=== Begin Enclosure ===
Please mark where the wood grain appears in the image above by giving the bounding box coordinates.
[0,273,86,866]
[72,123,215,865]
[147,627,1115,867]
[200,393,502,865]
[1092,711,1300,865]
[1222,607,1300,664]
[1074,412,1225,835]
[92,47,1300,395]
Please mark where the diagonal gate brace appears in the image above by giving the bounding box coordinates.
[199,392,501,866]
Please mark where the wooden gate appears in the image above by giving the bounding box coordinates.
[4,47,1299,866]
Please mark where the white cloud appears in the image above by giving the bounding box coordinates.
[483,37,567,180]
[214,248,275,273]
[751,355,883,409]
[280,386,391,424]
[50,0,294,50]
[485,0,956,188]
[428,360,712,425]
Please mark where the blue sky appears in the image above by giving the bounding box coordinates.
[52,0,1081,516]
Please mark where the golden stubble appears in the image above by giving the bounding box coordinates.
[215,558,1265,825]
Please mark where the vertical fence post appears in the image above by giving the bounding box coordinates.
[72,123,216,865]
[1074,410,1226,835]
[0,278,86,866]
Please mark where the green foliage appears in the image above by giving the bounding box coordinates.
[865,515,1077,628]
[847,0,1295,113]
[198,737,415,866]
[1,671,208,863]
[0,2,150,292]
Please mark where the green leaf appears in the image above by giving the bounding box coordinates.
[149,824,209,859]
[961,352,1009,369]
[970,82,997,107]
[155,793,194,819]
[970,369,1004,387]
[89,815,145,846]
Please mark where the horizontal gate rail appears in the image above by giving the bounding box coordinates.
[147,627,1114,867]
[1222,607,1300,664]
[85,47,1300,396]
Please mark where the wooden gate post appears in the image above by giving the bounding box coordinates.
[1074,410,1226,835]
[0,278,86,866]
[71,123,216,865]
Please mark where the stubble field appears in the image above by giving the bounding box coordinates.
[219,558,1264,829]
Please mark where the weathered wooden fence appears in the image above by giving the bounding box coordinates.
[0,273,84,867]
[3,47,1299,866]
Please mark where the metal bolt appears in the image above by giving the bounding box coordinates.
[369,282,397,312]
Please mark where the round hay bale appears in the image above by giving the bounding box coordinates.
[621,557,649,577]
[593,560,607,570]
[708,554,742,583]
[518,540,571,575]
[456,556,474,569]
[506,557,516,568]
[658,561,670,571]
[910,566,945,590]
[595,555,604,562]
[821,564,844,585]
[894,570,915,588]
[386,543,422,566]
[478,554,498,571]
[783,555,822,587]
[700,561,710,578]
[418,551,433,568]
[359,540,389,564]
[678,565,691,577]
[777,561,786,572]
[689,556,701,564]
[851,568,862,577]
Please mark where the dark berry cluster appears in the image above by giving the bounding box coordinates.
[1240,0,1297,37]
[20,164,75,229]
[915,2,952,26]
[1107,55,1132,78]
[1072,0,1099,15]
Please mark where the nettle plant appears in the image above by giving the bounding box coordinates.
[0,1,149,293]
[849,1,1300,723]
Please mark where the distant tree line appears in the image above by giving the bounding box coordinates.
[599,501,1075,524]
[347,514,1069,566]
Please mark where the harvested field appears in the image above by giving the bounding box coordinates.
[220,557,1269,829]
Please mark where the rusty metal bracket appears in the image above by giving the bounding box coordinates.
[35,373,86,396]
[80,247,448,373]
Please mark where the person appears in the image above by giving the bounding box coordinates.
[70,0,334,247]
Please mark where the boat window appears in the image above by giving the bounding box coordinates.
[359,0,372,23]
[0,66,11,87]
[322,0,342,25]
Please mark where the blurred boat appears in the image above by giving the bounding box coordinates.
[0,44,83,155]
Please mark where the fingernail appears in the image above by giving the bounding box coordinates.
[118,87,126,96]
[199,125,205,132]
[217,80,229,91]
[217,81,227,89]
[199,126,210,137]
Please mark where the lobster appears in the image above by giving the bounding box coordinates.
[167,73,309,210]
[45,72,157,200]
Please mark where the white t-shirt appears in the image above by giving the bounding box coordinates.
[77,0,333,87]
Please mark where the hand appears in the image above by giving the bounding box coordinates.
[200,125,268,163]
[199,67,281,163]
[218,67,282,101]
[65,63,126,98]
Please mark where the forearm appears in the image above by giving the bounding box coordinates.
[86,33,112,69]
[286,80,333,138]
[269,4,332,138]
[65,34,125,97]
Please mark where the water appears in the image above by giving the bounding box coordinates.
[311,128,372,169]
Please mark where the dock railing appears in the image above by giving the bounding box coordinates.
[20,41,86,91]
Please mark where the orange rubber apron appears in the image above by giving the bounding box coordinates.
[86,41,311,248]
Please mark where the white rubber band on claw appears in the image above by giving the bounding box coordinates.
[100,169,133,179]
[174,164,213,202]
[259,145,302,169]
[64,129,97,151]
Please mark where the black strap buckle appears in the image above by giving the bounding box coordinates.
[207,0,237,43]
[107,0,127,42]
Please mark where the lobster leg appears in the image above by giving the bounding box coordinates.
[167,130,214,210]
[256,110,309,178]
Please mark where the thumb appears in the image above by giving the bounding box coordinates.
=== End Enclosure ===
What this task involves —
Everything in the listing needs to appear again exactly.

Your response —
Please mark where the wood grain appears in the image above by giving the bounding box coordinates.
[0,273,86,866]
[72,123,215,865]
[147,627,1115,867]
[200,393,502,865]
[1092,711,1300,865]
[1222,607,1300,664]
[1074,412,1225,835]
[92,47,1300,395]
Please mark where the diagonal gate brace appears in the image above by giving the bounding box coordinates.
[199,392,501,866]
Please mark where the wooden gate appears in the image above by giving the bounding box coordinates.
[4,47,1299,866]
Please mark where the white cloud appears in the image above by giving the bounding box coordinates.
[483,37,567,180]
[214,248,275,273]
[751,355,883,409]
[280,386,391,424]
[50,0,294,50]
[485,0,956,188]
[428,360,712,425]
Please mark where the blue sky appears in the image above by giving the bounding box coordinates.
[52,0,1081,516]
Please mark where the golden stubble appears in the image above by giving the bounding box coordinates.
[215,558,1265,825]
Please mark where the vertical fence post appears in the image above by giving the bounding box coordinates.
[72,123,216,865]
[1074,410,1226,835]
[0,278,86,866]
Please mark where the green foliage appears in the image above by giving the bounding box coordinates.
[865,515,1077,628]
[847,0,1295,113]
[198,737,415,866]
[1,671,208,863]
[0,2,150,292]
Please mark where the green leaf appears in the image above by giving the bounding box coordinates.
[149,824,209,859]
[961,352,1009,369]
[970,82,997,107]
[155,793,194,819]
[970,369,1004,387]
[89,815,145,846]
Please mark where the horizontal gate rail appears in the image above by giving the bounding box coordinates.
[147,627,1114,867]
[1222,607,1300,664]
[85,47,1300,396]
Please mark where the wooden gate post appears in the image above by giving the bounding box coordinates.
[1074,410,1226,835]
[0,278,86,866]
[71,123,216,865]
Please mark where the stubble field appears in the image above by giving the bounding box coordinates.
[219,558,1264,829]
Please mark where the weathered wooden fence appears in the image above by giving the bounding box coordinates.
[0,273,84,867]
[3,47,1299,866]
Please mark where the metal bolt appears in the image above by giving the bounding box coordinates.
[369,282,397,312]
Please mark where the round hay bale appears in the image above by giving the bounding box coordinates.
[621,557,649,577]
[593,560,607,570]
[708,554,742,583]
[518,540,571,575]
[456,556,474,569]
[506,557,516,568]
[658,561,670,571]
[910,566,945,590]
[595,555,604,562]
[821,564,844,585]
[894,570,915,588]
[386,543,422,566]
[478,554,498,571]
[783,555,822,587]
[700,561,710,578]
[418,551,433,568]
[359,540,389,564]
[678,565,691,577]
[777,561,786,572]
[689,556,701,564]
[851,568,862,577]
Please mark where the dark berry cluster appears in the image above by giving the bounding box coordinates.
[1240,0,1297,37]
[20,164,75,229]
[915,2,952,26]
[1107,55,1132,78]
[1072,0,1099,15]
Please mark where the nettle plant appears in the image above by giving the bounding box coordinates.
[0,1,149,293]
[849,1,1300,723]
Please mark where the distant tree line appears in the image above by giving the bounding box coordinates.
[599,501,1075,524]
[347,514,1069,566]
Please mark where the harvested field appears in the image above by giving the bounding box coordinates.
[220,557,1269,829]
Please mark where the rusty metal bracket appears in the image above by giving the bounding box coordinates.
[35,373,86,396]
[80,247,448,373]
Please mark where the person appears in the image above by giving the bounding box coordinates.
[70,0,334,247]
Please mark where the boat window appears in the image above by giving the bounding box coordinates.
[359,0,372,23]
[0,66,11,87]
[322,0,342,25]
Please mark where the blurred boat appears in the image above by giving the bounding box coordinates.
[0,44,83,155]
Please mark where the fingernail appears in the image above by giving the bounding box coordinates.
[118,87,126,96]
[199,125,205,132]
[217,80,229,91]
[217,81,227,89]
[199,126,210,137]
Please mark where the lobster appears in the image above by giving the bounding box coordinates.
[167,73,309,210]
[45,72,157,200]
Please mark where the white t-shirt appears in the image above by giving the bounding box coordinates.
[77,0,333,87]
Please mark where the hand appears in the image above by giving the bounding box coordinates.
[200,125,268,163]
[199,67,281,163]
[218,67,282,101]
[65,63,126,98]
Please mark where the forearm appears in the image above by giving the bounding box coordinates.
[86,33,112,69]
[286,80,333,138]
[269,4,332,138]
[65,34,125,97]
Please mark where the water appears in the image above by giving the bounding box coordinates.
[311,128,372,169]
Please mark where the dock railing appears in the image above by giving the bounding box coordinates.
[20,41,86,91]
Please mark where the orange rubber apron appears in the image above by giving the bounding box coordinates.
[86,41,311,248]
Please mark where the white rubber band on claw appears in the image above by giving the bounding box coordinates.
[100,169,133,179]
[174,164,213,202]
[259,145,302,169]
[64,129,97,151]
Please mark where the black strap buckle appears in the image above by giving the bounding box coordinates.
[207,0,237,43]
[107,0,127,42]
Please mark where the lobster leg appears in the image above by giving the bounding box coordinates.
[167,130,214,210]
[256,110,309,178]
Please mark where the thumb appears in the image above by giving the bounding box coordinates.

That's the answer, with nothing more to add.